>>>>>

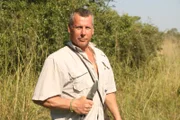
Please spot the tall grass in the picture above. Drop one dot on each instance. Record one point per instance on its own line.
(151, 93)
(148, 93)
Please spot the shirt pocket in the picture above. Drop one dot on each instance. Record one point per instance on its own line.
(81, 83)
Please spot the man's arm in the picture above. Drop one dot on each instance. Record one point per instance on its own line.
(80, 105)
(111, 103)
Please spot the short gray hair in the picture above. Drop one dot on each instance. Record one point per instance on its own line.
(82, 12)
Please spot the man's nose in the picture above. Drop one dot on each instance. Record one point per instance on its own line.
(83, 31)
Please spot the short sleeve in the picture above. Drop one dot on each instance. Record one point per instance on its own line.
(50, 81)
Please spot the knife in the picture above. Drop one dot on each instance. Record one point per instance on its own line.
(92, 91)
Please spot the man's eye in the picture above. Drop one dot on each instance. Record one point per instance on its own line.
(88, 28)
(78, 28)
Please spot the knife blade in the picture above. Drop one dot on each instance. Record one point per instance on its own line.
(92, 91)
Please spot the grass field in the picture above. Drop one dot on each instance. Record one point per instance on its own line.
(149, 93)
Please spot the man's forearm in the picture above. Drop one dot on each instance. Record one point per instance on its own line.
(112, 106)
(55, 102)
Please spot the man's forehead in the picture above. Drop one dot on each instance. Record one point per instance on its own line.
(83, 20)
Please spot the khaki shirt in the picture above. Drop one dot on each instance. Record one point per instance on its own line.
(65, 75)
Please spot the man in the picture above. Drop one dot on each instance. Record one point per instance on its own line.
(64, 81)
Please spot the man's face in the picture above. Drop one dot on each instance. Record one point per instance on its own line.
(81, 31)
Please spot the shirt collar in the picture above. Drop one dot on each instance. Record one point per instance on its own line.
(76, 48)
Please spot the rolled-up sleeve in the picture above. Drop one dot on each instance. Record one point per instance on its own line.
(50, 81)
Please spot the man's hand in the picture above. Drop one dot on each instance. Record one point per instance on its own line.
(82, 105)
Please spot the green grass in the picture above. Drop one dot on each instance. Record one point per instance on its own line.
(151, 93)
(148, 93)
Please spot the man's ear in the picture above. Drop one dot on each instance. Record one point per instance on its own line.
(93, 31)
(69, 29)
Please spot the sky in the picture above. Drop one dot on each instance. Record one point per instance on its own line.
(164, 14)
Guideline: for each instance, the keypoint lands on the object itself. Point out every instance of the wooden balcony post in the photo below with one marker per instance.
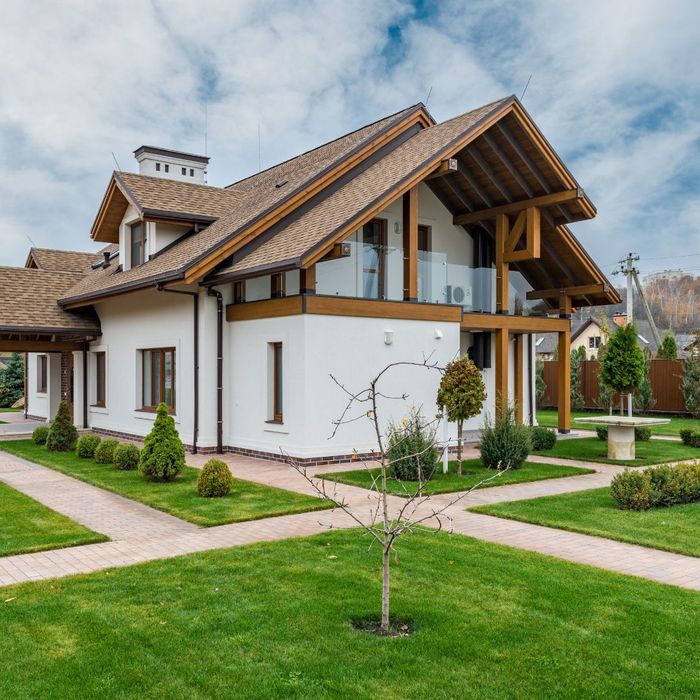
(307, 280)
(502, 230)
(518, 368)
(410, 245)
(502, 360)
(564, 382)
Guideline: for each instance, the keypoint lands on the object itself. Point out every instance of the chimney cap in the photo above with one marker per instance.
(155, 150)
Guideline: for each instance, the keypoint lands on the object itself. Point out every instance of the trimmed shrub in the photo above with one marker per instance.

<<<<<

WORK TO COMPLETE: Before copying the material, set its pictures aside; then transcribe it word for word.

ANSWER TO THIS PROBLEM:
Please spot the tall grass in the picture above. Drop one dot on each instance. Record one point per instance on its own line.
(151, 93)
(148, 93)
Please spot the shirt pocket in the picture above. Drop one dot on each instance. Record one point per instance on its own line.
(81, 83)
Please spot the man's arm in the picture above. Drop one dot on each instance. Record one point per instance on its own line.
(80, 105)
(111, 103)
Please spot the short gray hair in the picture above. Drop one dot on each instance. Record one point per instance on its own line.
(82, 12)
Please spot the man's nose in the picture above. Drop one dot on each instance. Record one point per instance on its own line.
(83, 31)
Please spot the short sleeve in the picture above. Drop one dot on each instance. Record one point per instance on its own line.
(50, 81)
Please spot the knife in the picture above. Drop one dot on each instance. Record one point per instance on its own line.
(92, 91)
Please spot the man's eye in the picture above. Drop one dot on each instance. Record one point per instance on its own line.
(88, 28)
(78, 28)
Please spot the knife blade in the picture above. Drop one dot on each instance. Record one point per instance on its own line.
(92, 91)
Please spot the grass field in the picture above. Drop one dot on each instance. Record one point per instance on its own line.
(149, 93)
Please spot the man's forearm in the picture above. Drop one dot on each instance. Record one point per instance on its own line.
(112, 106)
(55, 102)
Please spot the man's forehead in the picture above. Drop one dot on each instance. Record one point per instance on its own line.
(83, 20)
Please spot the khaki shirt in the picture above. Drop one dot on each instance. Record one point per instance on its own line.
(65, 75)
Please spot the man in the picture above. Drop one dot on each instance. Record one point per instance on its own line.
(64, 81)
Please spot the man's face in the picture above. Drop one dot on each instance. Record one point per instance on its own line.
(81, 31)
Please spot the shirt collar in the picture above. Drop one dot on each instance. Record one point per instance on its own line.
(76, 48)
Please spot the rolled-up sleeve in the picture above. Drop one dot on each instance. Record one point per instance on its own line.
(50, 81)
Please spot the man's hand in the picture above. Drop one dot on each instance. Record one point per instance on its own line.
(82, 105)
Please spot the green grass in the picture above. Drop one dot on each instance. Record one point per instance on its own line.
(151, 93)
(148, 93)
Please spot the man's ear in the picture above. Drop one dot on each instance. Record one point per instance on its own line.
(93, 31)
(69, 29)
Please spot the sky in the picture above. Drop one dot on each instance. Record one point per instance on its own line.
(164, 14)
Guideline: for each instance, the keypoint lands on the object itself. Point out every instance of the wooden balcony post in the photo below with one marker per instance.
(307, 280)
(502, 230)
(518, 368)
(410, 245)
(502, 360)
(564, 382)
Guideline: for each instance, the keypoint lands on the object itself. Point out every instance of the chimney cap in the photo above with one marker per instance.
(155, 150)
Guideline: for each instance, the keypoint lands on the object itself. Point out every instance of the trimmed shrub in the photo above with one marker per instance.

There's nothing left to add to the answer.